§ Kutipan
--------

30 January 2011


Karena manusia hanya punya dua harta dalam hidupnya: syukur dan sabar
Waktu saya masih kecil ibu selalu berpesan: saat berjalan, melihatlah ke bawah maka kau tidak akan tersandung dan jatuh, janganlah melihat ke atas karena kau tidak akan tahu apa yang ada di hadapanmu, engkau bisa terjatuh atau tersesat. Berjalan yang dimaksud ibuku bukan semata berjalan dalam arti harfiah. Beliau sedang berusaha menjelaskan secara sederhana bagaimana seharusnya menjalani hidup ini.

Malam ini saya membuka-buka secara acak buku Negeri 5 Menara, buku pinjaman dari sahabat saya Darma, sengaja saya bawa pulang serta ke Bone, sebagai pengisi waktu luang (entah kenapa jika berada di Makassar saya selalu merasa sibuk hingga tidak punya waktu). Pilihan acak itu akhirnya jatuh pada episode ketika salah seorang tokoh Baso menceritakan keluh kesahnya selama menjalani pendidikan di pesantren madani itu (lebih popular dengan sebutan Pesantren Gontor Ponorogo).

Tiba-tiba mata saya berkaca-kaca dan hati saya seperti kena petir, hampir hangus saat membaca realita yang sebenarnya sering ditemukan dalam kehidupan sehari-hari. Di dalam cerita, Baso digambarkan sebagai anak sebatang kara yang yatim piatu sejak umur empat tahun. Ia selanjutnya di asuh oleh sang nenek serta dibantu oleh nelayan tetangga yang rela menyisihkan sebagian pendapatan hasil menangkap ikan untuk mereka. Baso dihadapkan pada dilemma menyelesaikan sekolah yang kurang dari setahun lagi atau pulang ke kampung halaman merawat sang nenek yang sedang sakit.

--------

§ Informasi yang Diberikan
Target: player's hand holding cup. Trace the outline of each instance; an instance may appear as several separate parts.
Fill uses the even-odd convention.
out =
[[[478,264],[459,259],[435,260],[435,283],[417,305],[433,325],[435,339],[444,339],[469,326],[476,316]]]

--------

§ Tantangan
a) Salin persis bagian kutipan yang dimulai dari "30 January 2011" dan berakhir pada "menjalani hidup ini.".
b) Jawab pertanyaan berikut berdasarkan kutipan.
(i) Apa dua harta yang dimiliki manusia dalam hidupnya?
(ii) Dari siapa buku Negeri 5 Menara dipinjam?
(iii) Sejak umur berapa Baso menjadi yatim piatu?
c) Tuliskan lanjutan kutipan tentang buku Negeri 5 Menara, mulai sesudah kalimat terakhirnya.
Materi di atas berdiri sendiri dan terpisah dari kutipan.

§ Tanggapan
a)
30 January 2011


Karena manusia hanya punya dua harta dalam hidupnya: syukur dan sabar
Waktu saya masih kecil ibu selalu berpesan: saat berjalan, melihatlah ke bawah maka kau tidak akan tersandung dan jatuh, janganlah melihat ke atas karena kau tidak akan tahu apa yang ada di hadapanmu, engkau bisa terjatuh atau tersesat. Berjalan yang dimaksud ibuku bukan semata berjalan dalam arti harfiah. Beliau sedang berusaha menjelaskan secara sederhana bagaimana seharusnya menjalani hidup ini.

b)
(i) Syukur dan sabar.
(ii) Dari Darma, sahabat penulis.
(iii) Sejak umur empat tahun.

c)
Ahmad Fuadi, sang penulis novel, mengontraskan kondisi ekonomi memilukan sang teman dengan dirinya yang masih lebih beruntung. Melihat orang lain serba kekurangan namun mereka tidak menyerah oleh nasib. Dan seketika itu juga, saya lalu melihat diri saya. Telahkah saya bersyukur selama ini? Saya lalu teringat dengan pesan ibu saya itu. Dalam hati saya diam-diam membenarkannya.

Terkadang saya iri dengan mereka yang dianugerahi Tuhan kekayaan yang melimpah, dan bercampur jengkel lagi ketika mereka berpikir bisa melakukan apa saja dengan harta itu hingga merendahkan orang lain. Tapi kemudian teman saya, Nida berpesan pada saya, bahwa kecemburuan saya ini tidak beralasan. Semua manusia sudah memiliki garis rezeki sendiri dan kita sebagai manusia tidak boleh mencampuri ketentuan itu. Ibu juga mengingatkan, kecemburuan seperti ini hanya akan membuat saya tidak bisa maju, terus silau hingga tidak bisa melihat jalan nyata yang ada di hadapan.

Pandangan saya kini telah berubah. Saya jadi lebih cemburu pada orang yang mau memanfaatkan setiap kesempatan yang datang meski dengan keterbatasan yang mereka miliki. Saya iri pada sosok Bapak Mansur Semma Alm, dengan keterbatasan penghilatan, beliau masih bisa mengerjakan tesis doktoratnya hingga selesai. Karena buta, ia melihat hanya dapat melihat dengan telinga dan tangannya. Beliau pernah berkata: karena saya kurang satu indera jadi saya harus berusaha dua kali lebih banyak dibanding orang lain yang punya mata. Saya selalu sedih setiap mengingat kata-katanya itu. Saya malu pada diri sendiri, punya ‘modal’ cukup tapi fighting spirit nol besar. Ternyata saya tidak benar-benar pernah bersyukur atas semua nikmat jasmaniah ini.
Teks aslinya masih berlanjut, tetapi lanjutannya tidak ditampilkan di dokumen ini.